As we slouch toward to the sixth anniversary of the 9/11 terror attacks, the real story of that awful day and its aftermath is now well known.

While the attacks were the darkest day for the world’s remaining superpower since Pearl Harbor, astoundingly they were leveraged by President George W. Bush into the greatest foreign policy disaster in American history — the Iraq war.

This American flag-draped act of hubris and deceit is so colossal that its bloody consequences have brought the Republican hegemony in Washington to a crashing end and assured Bush’s place in history as a manipulated mediocrity who squandered America’s world standing in the service of a fool’s mission. No matter when or how the Iraq war ends, his actions will reverberate for many years to come.

In the eight months that Bush held office prior to the 9/11 attacks, the intelligence community that he pledged to reinvigorate slept the sleep of the complacent, rousing itself only when there were turf battles to be fought.

This despite the fact that:

* The CIA, NSA and FBI had detailed intelligence that Al Qaeda was plotting an attack on the homeland and so informed Condoleezza Rice, Bush’s national security advisor, and possibly Vice President Cheney, as well.

* Knew the terrorists’ modus operandi if not their exact targets.

* Knew the identities of some of the terrorists and their whereabouts in country.

But Rice, by her own subsequent admission, still was fighting a Cold War that had been over for a decade. Cheney, of course, isn’t talking.

Today Rice is secretary of state, while the nation’s spymaster on 9/11 and two of the architects of the Iraq war and occupation were awarded the Presidential Medal of Freedom, the nation’s highest civilian honor, for what the commander in chief proclaimed was “their pivotal roles in great events,” but was nothing less than a reflection of and payback for the sycophantic loyalty that he demands.

* * * * *

Could the 9/11 attacks have been stopped?

I have been reluctant to conclude that they could have, but the growing mountain of evidence showing what key U.S. intelligence operatives, Rice and others knew but did not feel compelled to act on has convinced me that there was a reasonable chance that the terrorists could have been intercepted at airports in Boston, Newark and Washington on that deceptively beautiful September morning, if not before.
=-=-=
» **What the exercise asks**
Please retype the 9/11 article starting at the words "But Rice, by" and stopping after "that he demands.". Rely on the 9/11 article alone.

» **Excerpted records**
=-=-=
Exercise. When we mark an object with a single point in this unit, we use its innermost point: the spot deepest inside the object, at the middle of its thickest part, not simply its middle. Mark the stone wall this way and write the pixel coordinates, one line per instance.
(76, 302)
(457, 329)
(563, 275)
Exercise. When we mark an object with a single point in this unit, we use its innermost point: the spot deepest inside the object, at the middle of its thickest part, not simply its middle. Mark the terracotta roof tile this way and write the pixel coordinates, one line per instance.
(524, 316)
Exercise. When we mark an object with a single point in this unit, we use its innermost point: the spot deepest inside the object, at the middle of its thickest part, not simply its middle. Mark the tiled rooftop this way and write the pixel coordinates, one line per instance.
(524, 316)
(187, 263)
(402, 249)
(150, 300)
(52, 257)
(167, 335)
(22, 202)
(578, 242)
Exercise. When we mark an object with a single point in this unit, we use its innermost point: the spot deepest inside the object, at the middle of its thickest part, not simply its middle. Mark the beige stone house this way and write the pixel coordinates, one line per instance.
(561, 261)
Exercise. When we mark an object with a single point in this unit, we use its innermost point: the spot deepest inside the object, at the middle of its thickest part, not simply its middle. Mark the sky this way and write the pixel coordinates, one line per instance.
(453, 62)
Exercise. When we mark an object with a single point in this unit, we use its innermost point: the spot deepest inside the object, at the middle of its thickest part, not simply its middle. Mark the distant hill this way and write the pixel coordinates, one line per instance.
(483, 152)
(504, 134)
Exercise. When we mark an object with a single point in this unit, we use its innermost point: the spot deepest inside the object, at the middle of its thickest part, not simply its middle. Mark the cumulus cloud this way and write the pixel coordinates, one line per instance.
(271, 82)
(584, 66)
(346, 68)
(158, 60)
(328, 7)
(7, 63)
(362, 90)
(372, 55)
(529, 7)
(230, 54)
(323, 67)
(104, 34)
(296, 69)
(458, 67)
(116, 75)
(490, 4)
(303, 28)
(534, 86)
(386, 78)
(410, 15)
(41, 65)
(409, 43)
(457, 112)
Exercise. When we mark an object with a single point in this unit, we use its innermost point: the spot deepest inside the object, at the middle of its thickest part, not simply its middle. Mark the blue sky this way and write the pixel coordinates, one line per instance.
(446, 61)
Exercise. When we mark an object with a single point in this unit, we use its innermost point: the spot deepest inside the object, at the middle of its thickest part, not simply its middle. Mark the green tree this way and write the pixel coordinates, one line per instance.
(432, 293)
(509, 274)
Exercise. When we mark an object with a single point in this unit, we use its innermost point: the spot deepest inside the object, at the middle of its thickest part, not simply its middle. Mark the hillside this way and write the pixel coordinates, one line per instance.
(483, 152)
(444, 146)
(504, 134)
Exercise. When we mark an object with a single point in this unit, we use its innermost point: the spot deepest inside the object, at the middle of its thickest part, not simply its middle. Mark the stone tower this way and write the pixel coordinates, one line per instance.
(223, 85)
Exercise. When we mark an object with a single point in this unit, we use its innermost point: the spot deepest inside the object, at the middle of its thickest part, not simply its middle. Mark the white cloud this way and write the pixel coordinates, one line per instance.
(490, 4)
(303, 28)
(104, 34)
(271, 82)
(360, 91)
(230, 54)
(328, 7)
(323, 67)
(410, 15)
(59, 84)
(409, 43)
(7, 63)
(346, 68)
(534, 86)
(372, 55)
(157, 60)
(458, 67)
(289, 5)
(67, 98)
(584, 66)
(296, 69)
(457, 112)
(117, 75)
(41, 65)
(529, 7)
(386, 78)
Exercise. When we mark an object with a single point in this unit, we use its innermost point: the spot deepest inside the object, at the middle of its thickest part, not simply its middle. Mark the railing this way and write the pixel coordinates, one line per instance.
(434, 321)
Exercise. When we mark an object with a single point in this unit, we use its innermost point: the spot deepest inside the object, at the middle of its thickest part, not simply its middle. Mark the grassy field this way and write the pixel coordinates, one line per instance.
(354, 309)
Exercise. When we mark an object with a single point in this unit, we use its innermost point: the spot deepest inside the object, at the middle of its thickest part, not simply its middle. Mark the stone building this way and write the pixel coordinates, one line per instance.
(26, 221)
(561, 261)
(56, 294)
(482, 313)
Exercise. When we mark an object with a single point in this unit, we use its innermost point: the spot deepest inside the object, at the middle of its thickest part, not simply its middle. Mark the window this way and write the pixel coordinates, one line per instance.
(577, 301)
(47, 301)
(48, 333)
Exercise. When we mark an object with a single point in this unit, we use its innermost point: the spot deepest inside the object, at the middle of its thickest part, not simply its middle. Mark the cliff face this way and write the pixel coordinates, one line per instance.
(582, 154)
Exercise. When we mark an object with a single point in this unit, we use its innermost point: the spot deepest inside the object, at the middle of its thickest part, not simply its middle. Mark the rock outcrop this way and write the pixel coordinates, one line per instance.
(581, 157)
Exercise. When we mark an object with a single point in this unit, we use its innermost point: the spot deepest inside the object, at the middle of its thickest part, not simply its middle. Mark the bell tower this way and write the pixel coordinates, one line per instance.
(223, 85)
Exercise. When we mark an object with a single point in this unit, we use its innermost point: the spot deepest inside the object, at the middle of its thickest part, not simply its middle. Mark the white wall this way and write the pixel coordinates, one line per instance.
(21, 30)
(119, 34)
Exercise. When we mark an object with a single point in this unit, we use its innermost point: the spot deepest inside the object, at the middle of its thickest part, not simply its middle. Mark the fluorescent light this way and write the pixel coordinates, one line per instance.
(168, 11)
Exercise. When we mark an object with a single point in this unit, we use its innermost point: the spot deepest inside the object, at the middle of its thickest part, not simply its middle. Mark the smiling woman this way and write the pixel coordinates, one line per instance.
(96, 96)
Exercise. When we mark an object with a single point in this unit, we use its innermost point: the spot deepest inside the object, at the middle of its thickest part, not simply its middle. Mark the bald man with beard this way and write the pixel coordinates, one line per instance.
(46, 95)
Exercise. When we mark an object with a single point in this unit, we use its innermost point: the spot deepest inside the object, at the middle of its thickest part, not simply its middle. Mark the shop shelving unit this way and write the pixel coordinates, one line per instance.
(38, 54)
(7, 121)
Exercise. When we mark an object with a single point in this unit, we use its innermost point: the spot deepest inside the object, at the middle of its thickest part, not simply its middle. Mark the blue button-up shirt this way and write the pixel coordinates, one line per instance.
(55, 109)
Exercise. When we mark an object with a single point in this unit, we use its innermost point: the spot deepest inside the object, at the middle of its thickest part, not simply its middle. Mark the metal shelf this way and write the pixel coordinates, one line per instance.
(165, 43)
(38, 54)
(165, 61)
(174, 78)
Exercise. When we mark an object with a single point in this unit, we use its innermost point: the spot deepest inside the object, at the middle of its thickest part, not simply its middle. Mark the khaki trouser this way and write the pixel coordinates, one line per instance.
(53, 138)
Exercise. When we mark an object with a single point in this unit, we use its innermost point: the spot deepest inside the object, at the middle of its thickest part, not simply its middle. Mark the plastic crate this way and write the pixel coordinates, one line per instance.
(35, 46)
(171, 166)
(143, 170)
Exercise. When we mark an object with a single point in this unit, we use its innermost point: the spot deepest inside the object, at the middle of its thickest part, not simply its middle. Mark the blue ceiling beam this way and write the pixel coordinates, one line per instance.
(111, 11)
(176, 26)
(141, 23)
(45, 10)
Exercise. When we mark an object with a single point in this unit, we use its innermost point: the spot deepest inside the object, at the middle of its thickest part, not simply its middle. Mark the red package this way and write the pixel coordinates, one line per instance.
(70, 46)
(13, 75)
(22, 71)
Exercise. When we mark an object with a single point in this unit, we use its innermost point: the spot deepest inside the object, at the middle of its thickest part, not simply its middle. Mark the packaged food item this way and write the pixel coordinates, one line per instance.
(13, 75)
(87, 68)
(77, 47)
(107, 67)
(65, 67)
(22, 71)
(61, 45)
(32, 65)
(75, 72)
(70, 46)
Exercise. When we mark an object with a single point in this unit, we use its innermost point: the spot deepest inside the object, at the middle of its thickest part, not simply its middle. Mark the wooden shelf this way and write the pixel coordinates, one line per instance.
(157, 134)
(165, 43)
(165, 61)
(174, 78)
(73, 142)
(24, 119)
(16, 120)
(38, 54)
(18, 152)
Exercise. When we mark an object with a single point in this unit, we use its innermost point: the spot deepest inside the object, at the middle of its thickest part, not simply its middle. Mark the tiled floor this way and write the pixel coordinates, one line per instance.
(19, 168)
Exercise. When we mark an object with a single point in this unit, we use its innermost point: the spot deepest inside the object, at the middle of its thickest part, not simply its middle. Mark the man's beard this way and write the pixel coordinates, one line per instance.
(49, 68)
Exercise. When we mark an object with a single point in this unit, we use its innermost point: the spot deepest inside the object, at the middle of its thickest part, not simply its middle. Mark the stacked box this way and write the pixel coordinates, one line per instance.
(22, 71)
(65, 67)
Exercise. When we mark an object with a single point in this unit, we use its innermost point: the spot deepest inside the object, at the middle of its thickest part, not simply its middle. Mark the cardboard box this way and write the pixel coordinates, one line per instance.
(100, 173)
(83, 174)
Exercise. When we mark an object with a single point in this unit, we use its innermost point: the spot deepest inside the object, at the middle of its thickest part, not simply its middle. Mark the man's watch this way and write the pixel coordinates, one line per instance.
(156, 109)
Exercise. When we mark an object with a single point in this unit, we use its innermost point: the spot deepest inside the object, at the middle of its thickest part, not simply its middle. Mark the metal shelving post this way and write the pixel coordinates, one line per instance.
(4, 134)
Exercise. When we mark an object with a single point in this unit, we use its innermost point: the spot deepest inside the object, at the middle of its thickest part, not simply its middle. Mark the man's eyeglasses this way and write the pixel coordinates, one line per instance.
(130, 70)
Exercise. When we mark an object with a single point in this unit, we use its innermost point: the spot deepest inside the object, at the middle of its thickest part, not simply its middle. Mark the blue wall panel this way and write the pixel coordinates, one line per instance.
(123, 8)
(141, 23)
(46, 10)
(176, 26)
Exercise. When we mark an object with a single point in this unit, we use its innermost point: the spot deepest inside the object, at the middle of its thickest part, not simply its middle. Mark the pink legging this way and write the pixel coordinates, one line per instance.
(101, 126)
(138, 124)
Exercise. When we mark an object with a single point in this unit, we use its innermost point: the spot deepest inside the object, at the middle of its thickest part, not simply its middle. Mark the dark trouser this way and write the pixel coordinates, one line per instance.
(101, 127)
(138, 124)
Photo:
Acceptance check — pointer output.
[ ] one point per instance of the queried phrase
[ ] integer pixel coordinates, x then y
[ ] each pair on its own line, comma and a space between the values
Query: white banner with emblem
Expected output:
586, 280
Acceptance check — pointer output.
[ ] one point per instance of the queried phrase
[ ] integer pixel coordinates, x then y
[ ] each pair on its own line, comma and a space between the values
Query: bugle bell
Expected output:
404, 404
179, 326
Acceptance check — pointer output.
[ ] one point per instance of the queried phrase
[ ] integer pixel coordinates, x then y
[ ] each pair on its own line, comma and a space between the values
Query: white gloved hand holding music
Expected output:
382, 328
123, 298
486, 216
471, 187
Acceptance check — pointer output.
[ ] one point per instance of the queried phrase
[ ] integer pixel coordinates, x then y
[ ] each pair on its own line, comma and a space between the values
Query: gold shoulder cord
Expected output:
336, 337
=-=-=
» **Solution to the problem**
But Rice, by her own subsequent admission, still was fighting a Cold War that had been over for a decade. Cheney, of course, isn’t talking.

Today Rice is secretary of state, while the nation’s spymaster on 9/11 and two of the architects of the Iraq war and occupation were awarded the Presidential Medal of Freedom, the nation’s highest civilian honor, for what the commander in chief proclaimed was “their pivotal roles in great events,” but was nothing less than a reflection of and payback for the sycophantic loyalty that he demands.